▸ ACTIVITY
An exact restatement of every record is required.
(THE DATA Opens)
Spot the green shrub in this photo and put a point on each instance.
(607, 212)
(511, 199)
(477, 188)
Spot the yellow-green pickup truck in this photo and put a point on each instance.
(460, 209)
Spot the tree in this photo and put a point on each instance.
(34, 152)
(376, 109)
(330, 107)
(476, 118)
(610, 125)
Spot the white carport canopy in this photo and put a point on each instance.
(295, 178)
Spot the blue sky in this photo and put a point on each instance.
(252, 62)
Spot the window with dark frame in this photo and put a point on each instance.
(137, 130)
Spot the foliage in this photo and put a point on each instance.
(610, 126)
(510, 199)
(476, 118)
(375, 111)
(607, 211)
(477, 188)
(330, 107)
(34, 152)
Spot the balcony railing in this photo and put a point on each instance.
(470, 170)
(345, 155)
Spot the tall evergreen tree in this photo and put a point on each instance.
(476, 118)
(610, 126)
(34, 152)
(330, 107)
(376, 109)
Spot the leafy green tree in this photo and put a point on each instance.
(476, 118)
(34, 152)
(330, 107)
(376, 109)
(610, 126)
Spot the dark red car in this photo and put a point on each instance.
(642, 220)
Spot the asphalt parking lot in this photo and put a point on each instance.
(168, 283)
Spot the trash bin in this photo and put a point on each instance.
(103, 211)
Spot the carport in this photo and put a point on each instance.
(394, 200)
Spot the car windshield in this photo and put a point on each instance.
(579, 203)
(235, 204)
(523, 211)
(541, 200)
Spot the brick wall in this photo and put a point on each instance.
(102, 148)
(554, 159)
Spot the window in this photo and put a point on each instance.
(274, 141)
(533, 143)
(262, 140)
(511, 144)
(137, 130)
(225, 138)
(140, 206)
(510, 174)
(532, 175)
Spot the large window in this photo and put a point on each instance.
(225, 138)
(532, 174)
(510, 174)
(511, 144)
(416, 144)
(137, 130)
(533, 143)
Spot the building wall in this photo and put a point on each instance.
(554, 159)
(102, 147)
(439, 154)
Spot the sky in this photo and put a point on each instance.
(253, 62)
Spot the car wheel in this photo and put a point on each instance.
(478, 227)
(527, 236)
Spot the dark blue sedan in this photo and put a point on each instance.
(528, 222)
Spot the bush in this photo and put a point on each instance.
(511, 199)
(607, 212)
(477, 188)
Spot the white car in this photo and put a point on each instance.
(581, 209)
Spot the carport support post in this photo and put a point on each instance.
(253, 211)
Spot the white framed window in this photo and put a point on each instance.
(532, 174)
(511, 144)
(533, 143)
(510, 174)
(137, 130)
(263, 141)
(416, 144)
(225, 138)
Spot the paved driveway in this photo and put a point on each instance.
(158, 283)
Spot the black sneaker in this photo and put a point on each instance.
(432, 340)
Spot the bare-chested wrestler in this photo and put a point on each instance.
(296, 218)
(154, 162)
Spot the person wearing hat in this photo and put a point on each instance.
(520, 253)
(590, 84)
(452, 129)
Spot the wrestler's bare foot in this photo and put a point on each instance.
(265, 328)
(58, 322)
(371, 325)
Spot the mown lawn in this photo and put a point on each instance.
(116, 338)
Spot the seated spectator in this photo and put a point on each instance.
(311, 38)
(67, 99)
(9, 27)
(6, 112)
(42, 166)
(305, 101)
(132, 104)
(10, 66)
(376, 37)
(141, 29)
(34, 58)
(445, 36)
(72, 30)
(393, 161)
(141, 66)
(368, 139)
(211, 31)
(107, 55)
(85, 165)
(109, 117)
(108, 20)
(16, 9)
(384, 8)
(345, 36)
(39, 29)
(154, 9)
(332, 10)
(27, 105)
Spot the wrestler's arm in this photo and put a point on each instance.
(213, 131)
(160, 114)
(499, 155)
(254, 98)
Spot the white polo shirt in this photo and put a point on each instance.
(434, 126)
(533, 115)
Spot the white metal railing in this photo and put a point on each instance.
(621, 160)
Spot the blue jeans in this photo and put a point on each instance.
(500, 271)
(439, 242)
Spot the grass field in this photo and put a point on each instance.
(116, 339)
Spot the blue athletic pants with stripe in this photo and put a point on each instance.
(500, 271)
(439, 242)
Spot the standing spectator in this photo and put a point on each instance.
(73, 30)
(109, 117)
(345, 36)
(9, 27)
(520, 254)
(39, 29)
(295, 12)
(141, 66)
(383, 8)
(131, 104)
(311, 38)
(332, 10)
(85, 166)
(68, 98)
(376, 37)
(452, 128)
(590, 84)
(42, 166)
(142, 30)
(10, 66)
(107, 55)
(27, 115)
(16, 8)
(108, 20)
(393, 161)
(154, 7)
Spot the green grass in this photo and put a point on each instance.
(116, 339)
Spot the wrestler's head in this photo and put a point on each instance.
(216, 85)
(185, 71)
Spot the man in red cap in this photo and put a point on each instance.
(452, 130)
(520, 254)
(THE DATA Closes)
▸ SOLUTION TO THIS TASK
Spot the green shrub in this photo and put a point on each instance.
(607, 212)
(511, 199)
(477, 188)
Spot the yellow-green pickup truck in this photo and put a point on each instance.
(460, 209)
Spot the tree in this photo and put a point on each instance.
(34, 152)
(376, 109)
(330, 107)
(476, 118)
(610, 125)
Spot the white carport canopy in this photo and put a point on each instance.
(295, 178)
Spot the blue sky in this photo and put a point on each instance.
(252, 62)
Spot the window with dark frame in this photo and put a point on each instance.
(137, 130)
Spot the foliage in this photo and put a point on each instance.
(610, 126)
(510, 199)
(476, 118)
(375, 111)
(607, 211)
(477, 188)
(330, 107)
(34, 152)
Spot the balcony railing in this photo and put a point on each instance.
(470, 170)
(345, 155)
Spot the tall evergreen tree in this photo and put a point on each instance.
(476, 118)
(610, 126)
(34, 152)
(330, 107)
(376, 109)
Spot the leafy green tree in this photo and put a point on each instance.
(476, 118)
(34, 152)
(330, 107)
(376, 109)
(610, 126)
Spot the dark red car in this photo and put a point on each instance.
(642, 220)
Spot the asphalt parking lot in this photo and put a point on each instance.
(168, 283)
Spot the trash bin in this photo and put a point on each instance.
(103, 211)
Spot the carport in this photo and put a point on each instance.
(394, 200)
Spot the car windshield in this photo and put a point on each instance.
(579, 203)
(235, 204)
(523, 211)
(541, 200)
Spot the brick wall in this photo and put a point on each instance.
(102, 148)
(554, 159)
Spot the window in this photo and put a point on each instance.
(274, 141)
(533, 143)
(262, 140)
(511, 144)
(137, 130)
(225, 138)
(140, 206)
(510, 174)
(532, 175)
Spot the large window in this photo and put a point on each instance.
(225, 138)
(532, 174)
(510, 174)
(511, 144)
(416, 144)
(137, 130)
(533, 143)
Spot the building wall in this photo and put a point on each instance.
(554, 159)
(102, 147)
(439, 154)
Spot the sky in this photo and put a point on each instance.
(253, 62)
Spot the car wheel in this photo and put a point on each instance.
(478, 227)
(527, 236)
Spot the dark blue sedan in this photo and put a point on each instance.
(528, 222)
Spot the bush in this photo and put a point on each instance.
(511, 199)
(607, 212)
(477, 188)
Spot the white car in this photo and put a point on each instance.
(581, 209)
Spot the carport support post in this photo and put a point on each instance.
(253, 211)
Spot the white framed window in this photo and put a point on each instance.
(532, 174)
(511, 144)
(533, 143)
(510, 174)
(137, 130)
(263, 141)
(416, 144)
(225, 138)
Spot the paved driveway in this photo and put a point on each instance.
(158, 283)
Spot the black sneaker in this photo and put a point on each instance.
(432, 340)
Spot the bare-chested wrestler in this photo and put a point on each instance.
(296, 218)
(154, 162)
Spot the person wearing hat in this photo and put a point on each instance.
(520, 253)
(590, 84)
(452, 129)
Spot the wrestler's bare foot in this photo and put a point on each instance.
(265, 328)
(58, 322)
(371, 325)
Spot the mown lawn in this photo and put a point on each instance.
(116, 338)
Spot the seated spectator in this photo and put a point on each instance.
(311, 38)
(67, 99)
(9, 27)
(6, 112)
(42, 166)
(305, 101)
(132, 104)
(10, 66)
(376, 37)
(141, 29)
(34, 58)
(445, 36)
(72, 30)
(393, 161)
(141, 66)
(368, 139)
(211, 31)
(107, 55)
(85, 165)
(109, 117)
(108, 20)
(16, 9)
(384, 8)
(345, 36)
(39, 29)
(154, 9)
(332, 10)
(27, 105)
Spot the wrestler's arm in this photo and put a point on each instance.
(213, 131)
(160, 114)
(499, 155)
(254, 98)
Spot the white polo shirt in this photo and put a point on each instance.
(434, 126)
(533, 115)
Spot the white metal railing in this photo and put a point on each instance.
(621, 160)
Spot the blue jeans in this photo and put a point on each instance.
(500, 271)
(439, 242)
Spot the grass field in this photo and put a point on each instance.
(116, 339)
Spot the blue athletic pants with stripe in this photo and put a point on each instance.
(500, 271)
(439, 242)
Spot the standing spectator in this photo and put a point on each instance.
(73, 30)
(109, 117)
(345, 36)
(9, 27)
(520, 254)
(39, 29)
(295, 12)
(141, 66)
(383, 8)
(131, 104)
(311, 38)
(332, 10)
(85, 166)
(68, 98)
(376, 37)
(452, 128)
(590, 84)
(42, 166)
(142, 30)
(10, 66)
(107, 55)
(27, 115)
(16, 8)
(108, 20)
(393, 161)
(154, 7)
Spot the green grass in this photo and put a point on each instance.
(116, 339)
Spot the wrestler's head in this photo and put a point on each instance.
(216, 85)
(185, 71)
Spot the man in red cap in this photo and put a point on each instance.
(452, 130)
(520, 254)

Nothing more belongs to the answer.